What the task asks: Replace "leafy green tree" with "green tree" everywhere it occurs in the items below, and give all the items again with nothing else changed.

-- start Material provided --

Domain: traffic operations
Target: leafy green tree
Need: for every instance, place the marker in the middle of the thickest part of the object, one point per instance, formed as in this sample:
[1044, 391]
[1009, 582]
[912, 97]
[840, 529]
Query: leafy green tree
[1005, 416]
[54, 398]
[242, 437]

-- end Material provided --

Exercise result:
Domain: traffic operations
Target: green tree
Need: for every instance, place the marker in the middle of the thickest part of the object, one point per instance, formed as in this sample:
[1044, 391]
[1009, 582]
[912, 97]
[840, 529]
Query: green tree
[1005, 416]
[54, 398]
[242, 437]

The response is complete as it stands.